◆ PROVIDED PASSAGE ◆
+ + + +

Optimizing Cycle Times for Efficiency
00:35:38
John S
Um, And so it's easy in my experience to get overwhelmed by like, oh my gosh, where do we start? There's so many things we could do. And it's kind of like, nope, just boil it down. And so you pick you know you pick the biggest bottleneck and for us that's steel fixture plates just simply because the cycle time is significantly longer than aluminum.
00:35:56
John S
And you look at the file, then you look at what's the longest cam, you know and know is it has roughing the edges, is it decking, is a drilling, is it tapping?
00:36:06
John S
Um, and then you just start to look at, Hey, what can we do there? And, um, I started this conversation with Caleb who runs most of those plates and he started to sell sheet tracking, you know, okay, let's pick the five longest cycle times. Let's look at what we can improve.
00:36:21
John S
Is it that we just left meat on the bone or is it worth, um, is it worth sacrificing some tool life because we want to run it little faster, a little hotter?
00:36:30
John S
Um, don't really want to compromise tool reliability, but, um you know, maybe worth, it's kind of weird to think about, but maybe worth blowing through a $20 end mill to get through has faster every time, every plate, figure out a way to get those tools swapped out quickly, sister tooling and the right kind of holder.
00:36:47
John S
um But most importantly is just recognizing it, that we're addressing it. It's like, Hey, how can we shave some cycle time off this product?
00:36:55
johngrimsmo
is It's an awareness. I noticed that too, because on our RASC and now our Fjell, every handle is surfaced, like 3D contour surfaced, which but for some patterns could take over an hour just to surface two handles.

+ + + +

◆ SUPPLIED RECORDS ◆

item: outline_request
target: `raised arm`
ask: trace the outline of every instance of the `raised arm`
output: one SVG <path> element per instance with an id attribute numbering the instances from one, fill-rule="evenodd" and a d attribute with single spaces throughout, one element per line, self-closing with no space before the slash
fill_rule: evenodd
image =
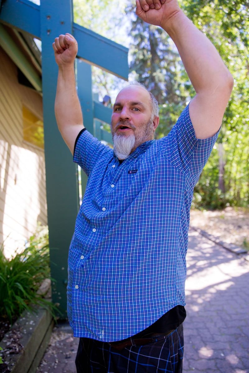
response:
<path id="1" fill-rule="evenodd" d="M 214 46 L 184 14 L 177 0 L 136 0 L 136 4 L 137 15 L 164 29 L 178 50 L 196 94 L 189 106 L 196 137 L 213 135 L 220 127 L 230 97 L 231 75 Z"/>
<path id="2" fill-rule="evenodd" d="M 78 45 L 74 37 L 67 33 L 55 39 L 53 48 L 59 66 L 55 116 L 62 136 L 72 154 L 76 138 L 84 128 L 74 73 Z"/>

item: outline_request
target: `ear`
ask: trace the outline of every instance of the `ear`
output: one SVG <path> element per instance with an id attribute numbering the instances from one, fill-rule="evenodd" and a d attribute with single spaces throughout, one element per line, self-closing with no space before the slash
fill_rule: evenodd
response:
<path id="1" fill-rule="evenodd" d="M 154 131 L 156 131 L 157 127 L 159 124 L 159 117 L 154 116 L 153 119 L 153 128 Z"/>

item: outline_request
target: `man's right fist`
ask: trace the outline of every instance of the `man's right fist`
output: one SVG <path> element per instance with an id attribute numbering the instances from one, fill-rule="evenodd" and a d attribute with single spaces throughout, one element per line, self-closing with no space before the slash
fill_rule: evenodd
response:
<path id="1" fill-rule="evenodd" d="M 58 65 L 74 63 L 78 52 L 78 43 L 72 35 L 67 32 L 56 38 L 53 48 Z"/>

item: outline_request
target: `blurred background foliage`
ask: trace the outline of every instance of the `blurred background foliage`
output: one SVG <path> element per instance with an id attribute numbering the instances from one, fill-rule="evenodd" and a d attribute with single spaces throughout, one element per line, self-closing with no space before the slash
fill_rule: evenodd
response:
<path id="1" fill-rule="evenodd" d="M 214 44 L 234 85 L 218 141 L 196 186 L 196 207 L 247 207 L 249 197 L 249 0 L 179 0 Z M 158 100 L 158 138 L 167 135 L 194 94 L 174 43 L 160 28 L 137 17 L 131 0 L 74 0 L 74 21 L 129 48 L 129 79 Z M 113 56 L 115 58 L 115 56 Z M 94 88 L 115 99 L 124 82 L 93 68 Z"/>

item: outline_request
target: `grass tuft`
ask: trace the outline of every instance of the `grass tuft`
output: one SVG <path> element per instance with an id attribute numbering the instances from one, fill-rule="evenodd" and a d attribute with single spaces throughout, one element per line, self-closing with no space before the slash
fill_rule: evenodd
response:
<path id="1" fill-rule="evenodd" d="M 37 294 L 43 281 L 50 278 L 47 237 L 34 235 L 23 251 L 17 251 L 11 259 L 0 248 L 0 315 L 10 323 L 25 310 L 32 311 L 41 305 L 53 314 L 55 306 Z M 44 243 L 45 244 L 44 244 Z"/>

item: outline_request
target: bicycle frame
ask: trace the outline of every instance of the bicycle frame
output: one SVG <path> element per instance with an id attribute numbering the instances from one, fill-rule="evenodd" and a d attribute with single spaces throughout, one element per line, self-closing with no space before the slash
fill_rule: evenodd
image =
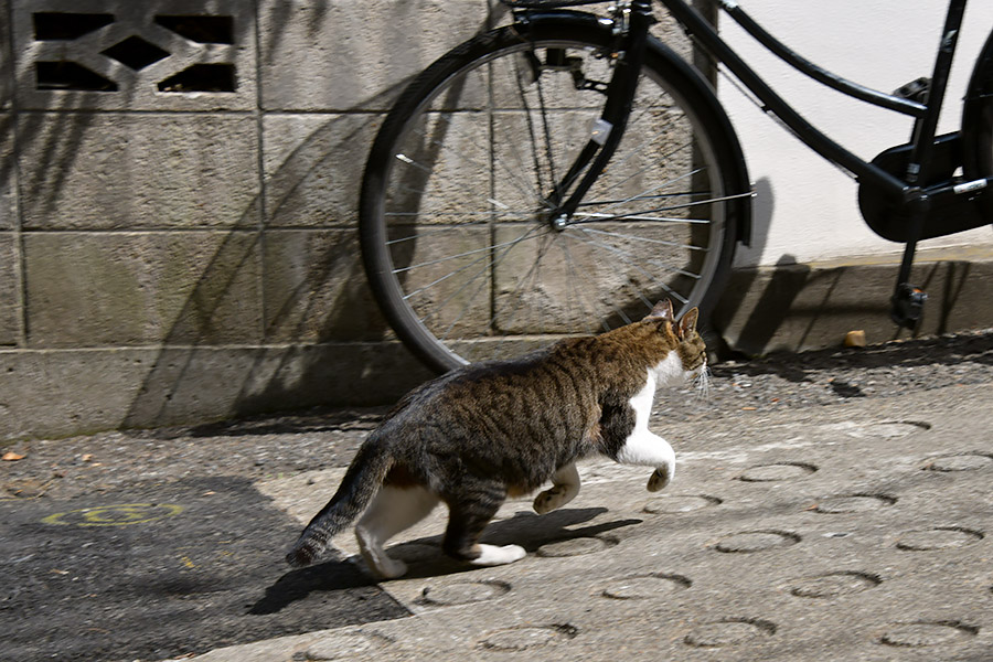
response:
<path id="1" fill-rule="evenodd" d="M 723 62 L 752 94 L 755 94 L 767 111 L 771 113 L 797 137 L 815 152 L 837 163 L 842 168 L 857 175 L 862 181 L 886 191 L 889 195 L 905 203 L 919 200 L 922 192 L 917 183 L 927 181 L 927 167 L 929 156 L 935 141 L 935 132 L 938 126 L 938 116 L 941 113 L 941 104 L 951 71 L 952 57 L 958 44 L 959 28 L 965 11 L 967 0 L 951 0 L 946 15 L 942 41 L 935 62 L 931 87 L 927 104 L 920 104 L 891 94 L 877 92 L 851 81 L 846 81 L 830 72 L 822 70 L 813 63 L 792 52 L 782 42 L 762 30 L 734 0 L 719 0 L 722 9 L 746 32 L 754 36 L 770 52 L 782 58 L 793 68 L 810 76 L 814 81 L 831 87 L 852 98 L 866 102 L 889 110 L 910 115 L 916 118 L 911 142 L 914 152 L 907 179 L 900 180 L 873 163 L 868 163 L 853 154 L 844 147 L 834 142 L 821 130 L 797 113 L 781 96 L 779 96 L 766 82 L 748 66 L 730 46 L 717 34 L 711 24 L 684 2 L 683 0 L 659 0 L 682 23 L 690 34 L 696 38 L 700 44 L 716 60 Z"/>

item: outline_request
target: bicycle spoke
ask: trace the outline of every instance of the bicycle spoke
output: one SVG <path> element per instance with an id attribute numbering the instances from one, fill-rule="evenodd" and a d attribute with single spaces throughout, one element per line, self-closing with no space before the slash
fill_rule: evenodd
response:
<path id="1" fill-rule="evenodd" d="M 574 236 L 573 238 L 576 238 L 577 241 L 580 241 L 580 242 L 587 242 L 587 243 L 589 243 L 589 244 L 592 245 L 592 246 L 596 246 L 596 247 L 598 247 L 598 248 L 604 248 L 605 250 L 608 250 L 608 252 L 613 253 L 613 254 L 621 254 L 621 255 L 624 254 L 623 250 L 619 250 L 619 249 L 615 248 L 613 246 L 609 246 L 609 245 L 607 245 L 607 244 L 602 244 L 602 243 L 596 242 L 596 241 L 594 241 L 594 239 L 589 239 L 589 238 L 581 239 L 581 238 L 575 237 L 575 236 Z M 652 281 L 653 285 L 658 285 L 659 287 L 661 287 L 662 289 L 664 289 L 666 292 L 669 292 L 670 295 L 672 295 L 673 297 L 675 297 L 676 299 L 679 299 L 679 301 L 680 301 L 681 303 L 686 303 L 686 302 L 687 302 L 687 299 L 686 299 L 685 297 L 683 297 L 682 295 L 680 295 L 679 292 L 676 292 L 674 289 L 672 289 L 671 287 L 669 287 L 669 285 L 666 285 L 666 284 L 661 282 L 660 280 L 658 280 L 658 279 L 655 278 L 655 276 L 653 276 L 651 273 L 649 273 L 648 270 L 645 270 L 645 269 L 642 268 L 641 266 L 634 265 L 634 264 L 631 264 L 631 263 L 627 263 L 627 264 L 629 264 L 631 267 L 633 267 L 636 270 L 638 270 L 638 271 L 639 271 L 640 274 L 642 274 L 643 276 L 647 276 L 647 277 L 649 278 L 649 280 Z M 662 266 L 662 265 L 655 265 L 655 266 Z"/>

+ + + +

◆ PROBLEM TO WORK ON ◆
Reproduce the cycle-time transcript, everything from "Optimizing Cycle Times" down to "is it tapping?", replacing "aluminum" with "brass". Rely only on the text itself.

◆ TASK RESPONSE ◆
Optimizing Cycle Times for Efficiency
00:35:38
John S
Um, And so it's easy in my experience to get overwhelmed by like, oh my gosh, where do we start? There's so many things we could do. And it's kind of like, nope, just boil it down. And so you pick you know you pick the biggest bottleneck and for us that's steel fixture plates just simply because the cycle time is significantly longer than brass.
00:35:56
John S
And you look at the file, then you look at what's the longest cam, you know and know is it has roughing the edges, is it decking, is a drilling, is it tapping?